§ **To be done**
Transcribe each line exactly.

§ **Extracted records**

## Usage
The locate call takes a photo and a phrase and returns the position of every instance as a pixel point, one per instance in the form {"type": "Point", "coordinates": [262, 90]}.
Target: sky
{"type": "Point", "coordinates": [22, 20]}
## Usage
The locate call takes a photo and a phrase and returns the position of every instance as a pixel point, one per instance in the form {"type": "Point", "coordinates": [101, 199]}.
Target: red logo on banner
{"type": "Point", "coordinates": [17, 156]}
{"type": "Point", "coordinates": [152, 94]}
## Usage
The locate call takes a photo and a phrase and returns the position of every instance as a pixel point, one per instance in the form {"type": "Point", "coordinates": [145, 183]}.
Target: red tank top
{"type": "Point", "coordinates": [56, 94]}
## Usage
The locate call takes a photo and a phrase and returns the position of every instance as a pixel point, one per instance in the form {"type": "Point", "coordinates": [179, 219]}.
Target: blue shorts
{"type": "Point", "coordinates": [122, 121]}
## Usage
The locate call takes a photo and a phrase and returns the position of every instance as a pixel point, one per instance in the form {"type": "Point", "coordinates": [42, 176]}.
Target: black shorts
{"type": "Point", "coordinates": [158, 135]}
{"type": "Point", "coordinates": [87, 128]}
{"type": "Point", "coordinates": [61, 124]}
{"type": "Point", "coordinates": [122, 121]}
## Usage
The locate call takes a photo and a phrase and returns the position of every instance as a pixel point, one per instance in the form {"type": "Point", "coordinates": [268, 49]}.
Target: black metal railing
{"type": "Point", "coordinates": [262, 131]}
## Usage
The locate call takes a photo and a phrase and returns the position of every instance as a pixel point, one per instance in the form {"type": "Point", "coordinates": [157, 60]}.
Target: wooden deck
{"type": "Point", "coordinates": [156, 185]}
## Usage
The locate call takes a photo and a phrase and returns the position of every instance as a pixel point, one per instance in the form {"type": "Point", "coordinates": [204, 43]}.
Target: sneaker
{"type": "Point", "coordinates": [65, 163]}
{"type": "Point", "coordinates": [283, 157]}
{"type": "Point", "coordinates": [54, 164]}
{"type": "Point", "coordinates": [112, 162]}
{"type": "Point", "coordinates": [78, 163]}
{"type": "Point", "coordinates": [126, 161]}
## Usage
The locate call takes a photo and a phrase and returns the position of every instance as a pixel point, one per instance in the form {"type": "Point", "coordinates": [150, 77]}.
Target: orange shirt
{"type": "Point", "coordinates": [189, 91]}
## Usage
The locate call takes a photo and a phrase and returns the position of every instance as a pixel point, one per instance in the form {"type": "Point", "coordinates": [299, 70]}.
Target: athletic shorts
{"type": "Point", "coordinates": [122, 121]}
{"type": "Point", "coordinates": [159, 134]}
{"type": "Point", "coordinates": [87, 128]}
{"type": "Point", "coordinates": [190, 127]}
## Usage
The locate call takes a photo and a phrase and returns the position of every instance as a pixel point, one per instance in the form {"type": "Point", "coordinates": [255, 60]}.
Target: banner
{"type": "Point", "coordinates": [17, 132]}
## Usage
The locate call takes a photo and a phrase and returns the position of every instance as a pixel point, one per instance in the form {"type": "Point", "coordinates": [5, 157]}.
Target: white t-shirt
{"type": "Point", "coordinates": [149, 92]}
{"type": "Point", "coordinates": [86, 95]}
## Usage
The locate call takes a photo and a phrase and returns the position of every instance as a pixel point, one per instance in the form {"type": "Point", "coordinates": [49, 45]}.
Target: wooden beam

§ **Complete response**
## Usage
The locate call takes a photo and a phrase and returns the position of every instance as a pixel point, one per instance in the form {"type": "Point", "coordinates": [262, 90]}.
Target: sky
{"type": "Point", "coordinates": [22, 20]}
## Usage
The locate call takes a photo and a phrase and returns the position of every instance as a pixel point, one per instance in the form {"type": "Point", "coordinates": [101, 199]}.
Target: red logo on banner
{"type": "Point", "coordinates": [17, 156]}
{"type": "Point", "coordinates": [152, 94]}
## Usage
The locate call takes a photo and a phrase and returns the position of every instance as a pixel point, one per instance in the form {"type": "Point", "coordinates": [145, 183]}.
Target: red tank top
{"type": "Point", "coordinates": [56, 94]}
## Usage
The locate call takes a photo and a phrase and returns the position of every instance as a pixel point, one per instance in the form {"type": "Point", "coordinates": [179, 219]}.
Target: blue shorts
{"type": "Point", "coordinates": [122, 121]}
## Usage
The locate call takes a photo and a phrase and returns the position of every instance as a pixel point, one per instance in the form {"type": "Point", "coordinates": [42, 176]}.
Target: black shorts
{"type": "Point", "coordinates": [158, 135]}
{"type": "Point", "coordinates": [87, 128]}
{"type": "Point", "coordinates": [61, 124]}
{"type": "Point", "coordinates": [122, 121]}
## Usage
The locate call takes a photo and a phrase and returns the position of every instance as a pixel point, one per instance in the form {"type": "Point", "coordinates": [268, 49]}.
Target: black metal railing
{"type": "Point", "coordinates": [262, 131]}
## Usage
The locate call takes a photo and a phrase and returns the position of every instance as a pixel point, one per instance in the form {"type": "Point", "coordinates": [157, 60]}.
Target: wooden deck
{"type": "Point", "coordinates": [156, 185]}
## Usage
The locate call takes a photo and a phrase and returns the position of every instance as a pixel point, one per instance in the form {"type": "Point", "coordinates": [204, 43]}.
Target: sneaker
{"type": "Point", "coordinates": [65, 163]}
{"type": "Point", "coordinates": [283, 157]}
{"type": "Point", "coordinates": [54, 164]}
{"type": "Point", "coordinates": [112, 162]}
{"type": "Point", "coordinates": [78, 163]}
{"type": "Point", "coordinates": [126, 161]}
## Usage
The locate call takes a photo and a phrase and returns the position of every instance as a pixel point, one per instance in the form {"type": "Point", "coordinates": [150, 77]}.
Target: orange shirt
{"type": "Point", "coordinates": [189, 91]}
## Usage
The locate call takes a photo and a phrase and returns the position of every instance as a pixel point, one per instance in the form {"type": "Point", "coordinates": [299, 70]}.
Target: athletic shorts
{"type": "Point", "coordinates": [122, 121]}
{"type": "Point", "coordinates": [159, 134]}
{"type": "Point", "coordinates": [87, 128]}
{"type": "Point", "coordinates": [190, 127]}
## Usage
The locate call takes a photo and a phrase and returns the position of every instance as a pixel point, one per instance in the form {"type": "Point", "coordinates": [255, 60]}.
Target: banner
{"type": "Point", "coordinates": [17, 132]}
## Usage
The locate call takes a photo and a phrase and returns the position of every instance as a pixel point, one per instance in the form {"type": "Point", "coordinates": [5, 157]}.
Target: white t-shirt
{"type": "Point", "coordinates": [149, 92]}
{"type": "Point", "coordinates": [86, 95]}
## Usage
The locate call takes a photo and a phrase and returns the position of every instance as a pixel point, one per instance in the form {"type": "Point", "coordinates": [49, 45]}.
Target: wooden beam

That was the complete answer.